Short problem => Starting at the line that contains "of the **teen" and ending with the line that contains "250 87 L 251", reproduce that stretch of the material with "wavy" swapped for "curly" and nothing else changed.

Excerpted records =>
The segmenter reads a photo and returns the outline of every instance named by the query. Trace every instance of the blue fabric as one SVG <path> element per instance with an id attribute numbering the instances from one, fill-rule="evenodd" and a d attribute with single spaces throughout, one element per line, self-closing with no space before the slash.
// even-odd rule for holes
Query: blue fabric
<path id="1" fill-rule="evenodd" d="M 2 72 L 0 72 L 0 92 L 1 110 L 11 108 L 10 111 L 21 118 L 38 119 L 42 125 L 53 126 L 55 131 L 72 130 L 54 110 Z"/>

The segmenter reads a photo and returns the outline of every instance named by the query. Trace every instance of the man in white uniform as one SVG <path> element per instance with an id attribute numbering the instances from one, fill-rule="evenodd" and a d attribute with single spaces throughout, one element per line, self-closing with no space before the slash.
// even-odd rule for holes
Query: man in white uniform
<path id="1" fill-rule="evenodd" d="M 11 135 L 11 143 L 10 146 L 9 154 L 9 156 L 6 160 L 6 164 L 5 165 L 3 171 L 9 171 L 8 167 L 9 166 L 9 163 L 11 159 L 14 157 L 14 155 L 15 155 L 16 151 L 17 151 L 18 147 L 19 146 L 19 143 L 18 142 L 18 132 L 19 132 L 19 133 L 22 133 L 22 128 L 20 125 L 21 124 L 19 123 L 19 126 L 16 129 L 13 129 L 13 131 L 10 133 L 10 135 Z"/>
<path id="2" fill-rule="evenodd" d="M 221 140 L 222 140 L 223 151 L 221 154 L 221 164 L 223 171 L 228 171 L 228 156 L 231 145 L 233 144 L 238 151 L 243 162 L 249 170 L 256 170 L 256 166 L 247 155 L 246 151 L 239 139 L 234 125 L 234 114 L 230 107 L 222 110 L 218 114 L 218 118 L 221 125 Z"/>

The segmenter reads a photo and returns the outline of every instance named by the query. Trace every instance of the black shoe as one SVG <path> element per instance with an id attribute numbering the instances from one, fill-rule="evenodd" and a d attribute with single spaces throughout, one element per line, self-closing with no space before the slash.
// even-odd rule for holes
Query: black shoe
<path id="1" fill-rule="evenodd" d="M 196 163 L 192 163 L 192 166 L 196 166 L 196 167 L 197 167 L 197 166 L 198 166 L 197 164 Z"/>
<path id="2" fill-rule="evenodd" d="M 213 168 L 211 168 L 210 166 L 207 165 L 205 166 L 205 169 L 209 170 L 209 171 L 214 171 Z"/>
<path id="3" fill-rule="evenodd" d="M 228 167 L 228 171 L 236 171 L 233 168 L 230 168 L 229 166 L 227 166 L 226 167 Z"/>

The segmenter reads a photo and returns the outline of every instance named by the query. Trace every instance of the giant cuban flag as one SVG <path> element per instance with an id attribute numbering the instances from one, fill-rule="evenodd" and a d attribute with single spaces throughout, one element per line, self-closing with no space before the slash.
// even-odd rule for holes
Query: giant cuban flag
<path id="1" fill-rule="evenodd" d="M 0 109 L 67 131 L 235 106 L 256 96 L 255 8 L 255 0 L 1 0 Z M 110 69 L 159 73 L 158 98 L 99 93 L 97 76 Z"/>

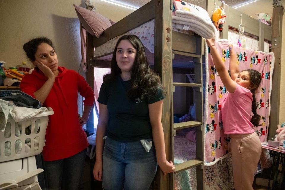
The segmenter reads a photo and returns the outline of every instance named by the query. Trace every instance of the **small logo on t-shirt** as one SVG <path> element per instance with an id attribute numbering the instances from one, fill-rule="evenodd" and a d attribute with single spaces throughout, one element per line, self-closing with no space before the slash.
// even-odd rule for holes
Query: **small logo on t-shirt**
<path id="1" fill-rule="evenodd" d="M 136 102 L 136 103 L 140 103 L 141 102 L 142 102 L 142 101 L 139 98 L 137 98 L 134 99 L 134 101 Z"/>

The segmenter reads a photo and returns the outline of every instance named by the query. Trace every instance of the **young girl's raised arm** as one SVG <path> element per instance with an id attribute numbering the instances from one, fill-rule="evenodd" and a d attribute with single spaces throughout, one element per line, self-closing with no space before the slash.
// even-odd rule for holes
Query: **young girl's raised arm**
<path id="1" fill-rule="evenodd" d="M 229 59 L 229 70 L 232 79 L 234 80 L 240 73 L 240 68 L 238 67 L 237 60 L 235 58 L 235 51 L 232 44 L 230 44 L 229 53 L 231 57 Z"/>
<path id="2" fill-rule="evenodd" d="M 228 73 L 225 64 L 215 45 L 214 43 L 215 40 L 211 39 L 206 40 L 208 46 L 210 47 L 215 67 L 219 74 L 223 84 L 230 93 L 234 92 L 237 87 L 236 84 L 232 79 Z"/>

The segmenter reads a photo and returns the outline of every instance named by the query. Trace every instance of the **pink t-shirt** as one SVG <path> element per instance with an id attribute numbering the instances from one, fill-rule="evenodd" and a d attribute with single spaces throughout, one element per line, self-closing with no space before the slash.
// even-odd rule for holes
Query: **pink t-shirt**
<path id="1" fill-rule="evenodd" d="M 222 104 L 222 120 L 225 134 L 244 134 L 254 132 L 251 119 L 252 94 L 237 84 L 235 90 L 229 93 Z"/>

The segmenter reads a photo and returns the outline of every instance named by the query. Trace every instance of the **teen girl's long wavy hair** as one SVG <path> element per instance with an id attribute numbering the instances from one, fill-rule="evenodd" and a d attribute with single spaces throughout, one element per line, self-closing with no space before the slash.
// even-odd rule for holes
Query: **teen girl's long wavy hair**
<path id="1" fill-rule="evenodd" d="M 250 87 L 251 86 L 252 87 L 252 88 L 250 89 L 250 90 L 252 93 L 252 98 L 253 99 L 251 103 L 251 112 L 253 113 L 254 115 L 251 117 L 250 122 L 255 126 L 261 125 L 259 124 L 261 116 L 256 113 L 257 106 L 256 98 L 255 97 L 255 92 L 259 87 L 261 82 L 261 75 L 259 72 L 253 69 L 247 69 L 244 71 L 247 71 L 249 74 L 249 80 L 251 84 Z"/>
<path id="2" fill-rule="evenodd" d="M 131 87 L 128 92 L 129 98 L 132 100 L 145 98 L 148 100 L 154 95 L 159 89 L 161 89 L 162 93 L 165 95 L 166 90 L 162 84 L 160 77 L 150 67 L 143 45 L 135 35 L 123 36 L 118 40 L 111 61 L 111 73 L 104 76 L 103 80 L 112 81 L 121 73 L 117 64 L 116 54 L 118 45 L 121 40 L 128 40 L 137 51 L 132 69 Z"/>

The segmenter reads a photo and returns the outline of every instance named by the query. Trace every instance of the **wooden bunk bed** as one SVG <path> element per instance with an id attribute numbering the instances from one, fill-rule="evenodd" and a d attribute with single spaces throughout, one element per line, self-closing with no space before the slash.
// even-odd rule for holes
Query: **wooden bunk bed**
<path id="1" fill-rule="evenodd" d="M 163 85 L 167 89 L 168 93 L 164 100 L 162 123 L 165 139 L 167 158 L 168 160 L 174 160 L 174 139 L 176 130 L 188 128 L 195 128 L 196 134 L 196 158 L 175 165 L 175 173 L 196 167 L 197 189 L 204 189 L 203 167 L 203 97 L 202 94 L 203 68 L 202 57 L 204 51 L 204 40 L 200 36 L 188 35 L 172 31 L 171 11 L 172 0 L 152 0 L 127 17 L 115 23 L 105 30 L 99 38 L 93 37 L 88 33 L 86 36 L 85 49 L 86 50 L 86 66 L 87 69 L 86 80 L 92 87 L 94 86 L 94 67 L 109 68 L 112 57 L 111 54 L 95 57 L 94 48 L 106 43 L 118 36 L 153 19 L 155 19 L 154 53 L 148 53 L 148 56 L 153 59 L 153 68 L 159 73 L 162 78 Z M 214 1 L 207 0 L 207 7 L 210 16 L 213 12 Z M 224 26 L 221 38 L 227 38 L 229 26 L 238 27 L 240 23 L 233 18 L 236 15 L 240 15 L 240 12 L 226 4 L 216 1 L 217 6 L 224 7 L 227 13 L 227 24 Z M 243 14 L 243 23 L 245 31 L 248 33 L 259 37 L 259 42 L 264 39 L 274 41 L 278 45 L 272 47 L 272 51 L 275 54 L 277 65 L 275 67 L 271 101 L 273 107 L 276 108 L 277 112 L 275 115 L 270 116 L 270 128 L 269 136 L 273 136 L 277 124 L 279 122 L 279 100 L 280 83 L 280 58 L 281 56 L 281 32 L 282 27 L 282 9 L 276 7 L 273 9 L 272 28 L 276 30 L 272 34 L 271 27 L 261 23 L 256 20 Z M 140 18 L 139 19 L 134 18 Z M 259 29 L 251 30 L 248 26 L 255 25 L 259 26 Z M 254 25 L 255 26 L 255 25 Z M 277 29 L 278 30 L 276 30 Z M 276 41 L 275 41 L 276 40 Z M 263 43 L 259 43 L 260 50 L 263 50 Z M 152 57 L 151 56 L 152 56 Z M 176 59 L 181 59 L 183 56 L 191 57 L 194 63 L 195 73 L 194 83 L 173 82 L 172 73 L 187 73 L 181 72 L 181 70 L 172 67 L 172 62 Z M 279 67 L 278 66 L 279 65 Z M 276 68 L 276 69 L 275 68 Z M 173 92 L 176 86 L 191 87 L 195 91 L 196 105 L 196 118 L 195 121 L 173 124 Z M 92 111 L 93 112 L 93 111 Z M 87 124 L 87 127 L 93 128 L 93 113 L 91 113 Z M 270 133 L 271 132 L 271 133 Z M 160 169 L 158 170 L 154 180 L 154 189 L 166 190 L 173 189 L 175 186 L 174 175 L 170 174 L 164 176 Z"/>
<path id="2" fill-rule="evenodd" d="M 174 136 L 175 130 L 195 127 L 196 133 L 196 158 L 175 166 L 175 173 L 196 167 L 197 189 L 204 189 L 203 182 L 203 153 L 202 132 L 203 97 L 202 90 L 202 38 L 198 35 L 192 36 L 172 31 L 171 14 L 172 1 L 152 0 L 118 22 L 105 30 L 99 38 L 88 34 L 86 43 L 86 60 L 87 72 L 86 80 L 91 87 L 94 86 L 94 67 L 110 67 L 110 54 L 99 57 L 94 57 L 94 48 L 142 24 L 155 19 L 155 37 L 154 53 L 152 54 L 154 70 L 160 76 L 163 85 L 168 93 L 164 100 L 162 122 L 165 142 L 167 158 L 174 160 Z M 134 19 L 134 18 L 140 18 Z M 172 59 L 181 59 L 182 57 L 193 57 L 195 83 L 173 83 Z M 173 123 L 172 92 L 175 86 L 192 87 L 196 91 L 195 100 L 196 117 L 195 121 Z M 91 114 L 92 115 L 92 114 Z M 90 118 L 88 124 L 94 126 L 93 118 Z M 154 180 L 155 189 L 174 189 L 174 176 L 172 174 L 164 176 L 159 170 Z"/>

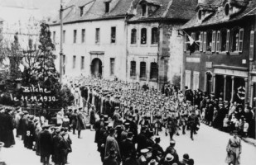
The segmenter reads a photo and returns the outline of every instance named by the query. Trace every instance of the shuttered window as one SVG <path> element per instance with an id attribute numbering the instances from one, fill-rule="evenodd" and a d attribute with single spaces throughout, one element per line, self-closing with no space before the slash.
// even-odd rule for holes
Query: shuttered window
<path id="1" fill-rule="evenodd" d="M 186 86 L 189 89 L 191 88 L 191 71 L 186 70 L 185 71 L 185 86 Z"/>
<path id="2" fill-rule="evenodd" d="M 229 51 L 229 36 L 230 36 L 230 31 L 227 30 L 226 52 Z"/>
<path id="3" fill-rule="evenodd" d="M 215 52 L 216 31 L 212 32 L 212 48 L 211 51 Z"/>
<path id="4" fill-rule="evenodd" d="M 199 72 L 193 73 L 193 89 L 197 90 L 199 88 Z"/>
<path id="5" fill-rule="evenodd" d="M 216 52 L 220 52 L 220 31 L 218 31 L 216 39 Z"/>
<path id="6" fill-rule="evenodd" d="M 200 39 L 200 51 L 203 51 L 203 34 L 204 34 L 204 32 L 200 32 L 200 37 L 199 37 L 199 39 Z"/>
<path id="7" fill-rule="evenodd" d="M 204 32 L 203 51 L 206 51 L 206 32 Z"/>
<path id="8" fill-rule="evenodd" d="M 243 41 L 244 41 L 244 28 L 239 30 L 239 51 L 243 51 Z"/>
<path id="9" fill-rule="evenodd" d="M 255 40 L 255 32 L 251 31 L 250 41 L 249 41 L 249 60 L 254 60 L 254 40 Z"/>

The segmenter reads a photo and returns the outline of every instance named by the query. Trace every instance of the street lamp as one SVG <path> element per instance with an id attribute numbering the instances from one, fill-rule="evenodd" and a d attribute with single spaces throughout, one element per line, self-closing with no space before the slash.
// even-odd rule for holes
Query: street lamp
<path id="1" fill-rule="evenodd" d="M 62 61 L 62 55 L 63 55 L 63 0 L 60 1 L 60 83 L 62 83 L 62 65 L 63 65 L 63 61 Z"/>
<path id="2" fill-rule="evenodd" d="M 63 8 L 63 0 L 60 0 L 60 82 L 62 82 L 63 76 L 63 12 L 66 9 L 73 7 L 74 5 Z"/>

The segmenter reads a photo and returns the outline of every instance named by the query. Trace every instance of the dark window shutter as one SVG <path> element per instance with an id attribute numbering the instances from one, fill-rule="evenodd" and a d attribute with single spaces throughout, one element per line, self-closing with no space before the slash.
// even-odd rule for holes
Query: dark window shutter
<path id="1" fill-rule="evenodd" d="M 250 41 L 249 41 L 249 60 L 253 61 L 254 59 L 254 40 L 255 40 L 255 32 L 251 31 Z"/>
<path id="2" fill-rule="evenodd" d="M 203 51 L 205 52 L 206 51 L 206 37 L 207 37 L 207 33 L 204 32 L 204 45 L 203 45 Z"/>
<path id="3" fill-rule="evenodd" d="M 212 32 L 212 48 L 211 52 L 215 52 L 216 31 Z"/>
<path id="4" fill-rule="evenodd" d="M 230 36 L 230 31 L 227 30 L 226 52 L 229 51 L 229 36 Z"/>
<path id="5" fill-rule="evenodd" d="M 216 52 L 220 52 L 220 31 L 218 31 L 216 39 Z"/>
<path id="6" fill-rule="evenodd" d="M 243 41 L 244 41 L 244 28 L 239 30 L 239 51 L 243 51 Z"/>
<path id="7" fill-rule="evenodd" d="M 199 47 L 199 50 L 200 51 L 203 51 L 203 35 L 204 35 L 204 32 L 200 32 L 200 47 Z"/>

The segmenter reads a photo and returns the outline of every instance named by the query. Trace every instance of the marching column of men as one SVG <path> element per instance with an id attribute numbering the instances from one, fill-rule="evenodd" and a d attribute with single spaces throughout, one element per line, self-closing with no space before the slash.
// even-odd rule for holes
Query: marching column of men
<path id="1" fill-rule="evenodd" d="M 175 87 L 166 86 L 162 94 L 147 85 L 140 89 L 137 84 L 94 78 L 80 86 L 85 106 L 94 109 L 93 116 L 99 115 L 92 120 L 104 164 L 193 164 L 187 156 L 180 162 L 175 149 L 164 152 L 159 145 L 163 129 L 173 144 L 181 127 L 183 134 L 191 130 L 193 139 L 200 125 L 197 111 Z"/>

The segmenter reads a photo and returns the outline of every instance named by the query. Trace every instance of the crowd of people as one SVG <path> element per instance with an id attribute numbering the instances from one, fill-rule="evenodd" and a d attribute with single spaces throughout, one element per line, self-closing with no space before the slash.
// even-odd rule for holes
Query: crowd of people
<path id="1" fill-rule="evenodd" d="M 63 109 L 60 113 L 64 116 Z M 16 129 L 16 137 L 23 141 L 25 148 L 34 150 L 44 165 L 50 164 L 51 155 L 56 165 L 68 163 L 68 154 L 72 152 L 69 127 L 69 124 L 66 127 L 48 125 L 48 120 L 43 116 L 36 117 L 21 107 L 0 108 L 0 141 L 4 143 L 4 147 L 15 144 L 13 130 Z"/>
<path id="2" fill-rule="evenodd" d="M 207 96 L 200 91 L 185 92 L 186 100 L 193 102 L 195 108 L 200 108 L 202 122 L 220 130 L 232 133 L 238 131 L 243 137 L 254 137 L 255 109 L 249 103 L 223 101 L 215 95 Z"/>
<path id="3" fill-rule="evenodd" d="M 20 107 L 0 109 L 0 141 L 5 147 L 15 144 L 16 128 L 17 137 L 22 137 L 24 147 L 41 155 L 41 163 L 48 164 L 51 155 L 56 164 L 65 164 L 72 152 L 69 132 L 72 130 L 76 134 L 77 130 L 81 139 L 81 131 L 89 124 L 104 165 L 192 165 L 194 159 L 188 153 L 181 158 L 176 153 L 177 136 L 189 130 L 194 140 L 200 123 L 243 136 L 254 129 L 254 111 L 248 104 L 223 101 L 200 90 L 186 87 L 182 92 L 169 84 L 157 91 L 146 83 L 140 87 L 117 78 L 75 78 L 65 85 L 74 95 L 75 108 L 61 109 L 55 126 L 49 125 L 43 116 L 29 115 Z M 161 132 L 170 137 L 167 148 L 160 145 Z"/>

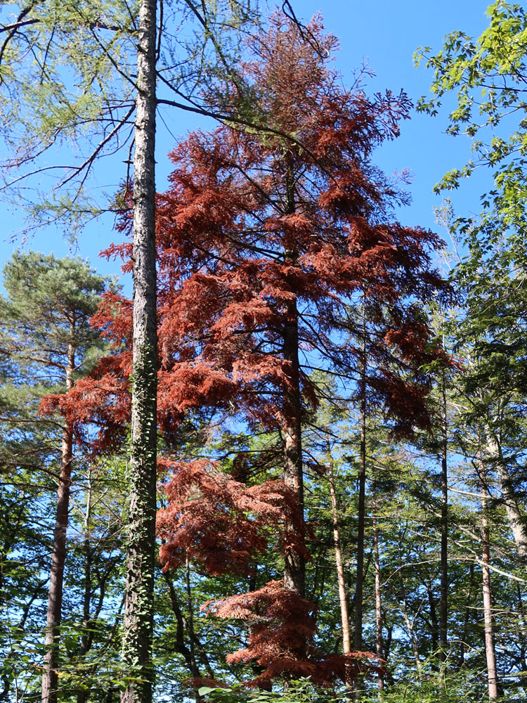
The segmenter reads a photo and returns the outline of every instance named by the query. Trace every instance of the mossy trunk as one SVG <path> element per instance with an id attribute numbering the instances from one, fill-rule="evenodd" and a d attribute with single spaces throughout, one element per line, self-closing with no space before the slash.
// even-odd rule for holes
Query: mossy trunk
<path id="1" fill-rule="evenodd" d="M 139 8 L 134 160 L 134 337 L 129 516 L 122 659 L 127 686 L 122 703 L 150 703 L 157 444 L 155 270 L 156 1 Z"/>
<path id="2" fill-rule="evenodd" d="M 72 338 L 74 334 L 72 325 Z M 73 386 L 73 371 L 75 368 L 75 349 L 68 345 L 66 366 L 66 390 Z M 60 621 L 63 609 L 63 584 L 64 567 L 66 562 L 66 532 L 70 510 L 70 487 L 71 485 L 72 458 L 73 452 L 73 431 L 67 423 L 63 431 L 60 456 L 60 471 L 57 489 L 57 508 L 53 531 L 53 546 L 51 568 L 49 574 L 48 612 L 46 625 L 46 647 L 42 673 L 42 703 L 56 703 L 58 685 L 58 646 L 60 638 Z"/>

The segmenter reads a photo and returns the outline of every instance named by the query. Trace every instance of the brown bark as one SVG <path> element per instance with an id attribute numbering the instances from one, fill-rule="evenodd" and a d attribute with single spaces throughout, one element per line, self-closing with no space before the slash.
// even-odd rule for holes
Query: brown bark
<path id="1" fill-rule="evenodd" d="M 487 512 L 487 491 L 484 471 L 481 477 L 481 561 L 483 565 L 483 621 L 485 624 L 485 656 L 487 660 L 487 678 L 488 681 L 488 697 L 497 698 L 497 673 L 496 670 L 496 653 L 494 646 L 494 630 L 492 614 L 492 588 L 490 584 L 490 539 Z"/>
<path id="2" fill-rule="evenodd" d="M 518 556 L 523 566 L 527 566 L 527 527 L 523 517 L 520 511 L 518 501 L 514 495 L 514 489 L 511 480 L 507 463 L 504 459 L 501 447 L 498 441 L 494 439 L 489 432 L 489 439 L 487 440 L 487 451 L 492 465 L 497 471 L 500 480 L 500 487 L 502 491 L 503 503 L 505 506 L 507 517 L 511 526 L 512 535 L 514 538 Z"/>
<path id="3" fill-rule="evenodd" d="M 379 556 L 379 527 L 377 527 L 377 484 L 375 482 L 375 475 L 373 467 L 372 467 L 372 492 L 373 494 L 373 501 L 372 503 L 372 517 L 373 524 L 373 560 L 375 569 L 375 651 L 377 659 L 382 659 L 384 657 L 384 645 L 382 641 L 382 585 L 381 581 L 381 562 Z M 380 662 L 379 662 L 380 663 Z M 384 674 L 382 669 L 379 669 L 377 679 L 377 691 L 379 692 L 379 699 L 382 698 L 382 691 L 384 689 Z"/>
<path id="4" fill-rule="evenodd" d="M 342 651 L 349 654 L 351 652 L 351 640 L 349 628 L 349 612 L 348 610 L 348 595 L 346 592 L 346 579 L 344 568 L 342 563 L 342 553 L 340 548 L 340 528 L 339 525 L 339 506 L 337 503 L 335 491 L 335 479 L 333 473 L 333 462 L 330 461 L 327 470 L 327 477 L 330 479 L 330 492 L 331 494 L 331 505 L 333 516 L 333 545 L 335 550 L 335 564 L 337 565 L 337 579 L 339 583 L 339 602 L 340 602 L 340 619 L 342 623 Z"/>
<path id="5" fill-rule="evenodd" d="M 285 181 L 286 212 L 295 211 L 294 176 L 292 157 L 289 155 Z M 294 266 L 297 254 L 287 251 L 285 260 Z M 289 365 L 288 389 L 284 393 L 282 434 L 284 437 L 284 482 L 294 491 L 300 512 L 301 529 L 304 530 L 304 472 L 302 467 L 301 400 L 300 362 L 299 359 L 298 309 L 296 297 L 287 305 L 283 330 L 283 356 Z M 284 585 L 302 597 L 306 591 L 306 564 L 304 556 L 288 549 L 284 557 Z"/>
<path id="6" fill-rule="evenodd" d="M 92 553 L 90 546 L 90 517 L 91 516 L 91 469 L 88 468 L 88 495 L 86 501 L 86 515 L 84 515 L 84 594 L 82 601 L 82 627 L 81 637 L 80 657 L 84 657 L 91 645 L 91 638 L 88 633 L 90 626 L 90 607 L 91 605 L 91 560 Z M 88 699 L 87 690 L 79 691 L 77 703 L 85 703 Z"/>
<path id="7" fill-rule="evenodd" d="M 439 596 L 439 659 L 445 662 L 448 648 L 448 434 L 446 382 L 443 375 L 443 447 L 441 452 L 441 579 Z"/>
<path id="8" fill-rule="evenodd" d="M 460 638 L 460 654 L 459 654 L 459 667 L 461 669 L 464 666 L 464 655 L 465 655 L 465 647 L 467 639 L 469 633 L 469 622 L 471 614 L 471 607 L 470 603 L 472 600 L 472 589 L 474 588 L 474 562 L 471 562 L 470 565 L 470 581 L 469 581 L 469 591 L 467 593 L 467 600 L 465 601 L 465 614 L 464 614 L 464 621 L 463 623 L 463 631 Z"/>
<path id="9" fill-rule="evenodd" d="M 363 349 L 360 381 L 360 442 L 358 465 L 358 506 L 357 515 L 357 573 L 355 584 L 355 626 L 353 648 L 363 650 L 363 600 L 364 598 L 364 533 L 366 511 L 366 312 L 363 309 Z M 360 697 L 363 678 L 355 681 L 353 699 Z"/>
<path id="10" fill-rule="evenodd" d="M 294 491 L 304 522 L 304 475 L 301 428 L 299 362 L 298 356 L 298 311 L 296 301 L 288 306 L 287 323 L 284 333 L 284 358 L 290 363 L 290 390 L 286 394 L 284 415 L 284 482 Z M 306 565 L 304 557 L 294 549 L 288 549 L 284 557 L 284 585 L 304 596 L 306 591 Z"/>
<path id="11" fill-rule="evenodd" d="M 72 340 L 74 323 L 70 329 Z M 75 368 L 75 349 L 72 341 L 67 347 L 66 364 L 66 391 L 73 386 L 73 372 Z M 51 568 L 49 577 L 48 611 L 46 624 L 45 645 L 48 647 L 44 655 L 42 674 L 42 703 L 56 703 L 58 685 L 57 666 L 58 664 L 58 646 L 60 627 L 63 608 L 63 584 L 64 566 L 66 562 L 66 532 L 70 510 L 70 488 L 71 485 L 72 459 L 73 450 L 73 431 L 67 423 L 63 431 L 59 472 L 57 489 L 57 508 L 53 531 L 53 546 L 51 556 Z"/>
<path id="12" fill-rule="evenodd" d="M 364 584 L 364 531 L 366 494 L 366 330 L 365 312 L 363 325 L 363 354 L 360 378 L 360 445 L 358 467 L 358 515 L 357 521 L 357 576 L 355 587 L 355 629 L 353 647 L 363 646 L 363 598 Z"/>
<path id="13" fill-rule="evenodd" d="M 134 333 L 130 506 L 122 703 L 150 703 L 157 444 L 155 271 L 156 0 L 141 0 L 134 156 Z"/>

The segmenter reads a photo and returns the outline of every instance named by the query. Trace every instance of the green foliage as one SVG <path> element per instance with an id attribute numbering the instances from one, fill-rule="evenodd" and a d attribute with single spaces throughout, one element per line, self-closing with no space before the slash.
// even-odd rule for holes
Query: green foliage
<path id="1" fill-rule="evenodd" d="M 281 690 L 249 690 L 237 685 L 230 688 L 199 689 L 200 695 L 210 703 L 337 703 L 348 699 L 346 691 L 336 692 L 313 686 L 308 679 L 289 681 Z"/>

Expected answer =>
The segmenter reads a photo and returns the outline of every instance named by the query. Trace every instance of the **teen girl's long curly hair** as one SVG <path> element per instance with an id attribute numbering the instances from one, fill-rule="evenodd" and a d attribute with single spaces throughout, one element per line, self-closing with no space before the slash.
// even-odd rule for holes
Query: **teen girl's long curly hair**
<path id="1" fill-rule="evenodd" d="M 250 87 L 251 86 L 252 87 L 252 88 L 250 89 L 250 90 L 252 93 L 252 98 L 253 99 L 251 103 L 251 112 L 253 113 L 254 115 L 251 117 L 250 122 L 255 126 L 261 125 L 259 124 L 261 116 L 256 113 L 257 106 L 256 98 L 255 97 L 255 92 L 259 87 L 261 82 L 261 75 L 259 72 L 253 69 L 247 69 L 244 71 L 247 71 L 249 74 L 249 80 L 251 84 Z"/>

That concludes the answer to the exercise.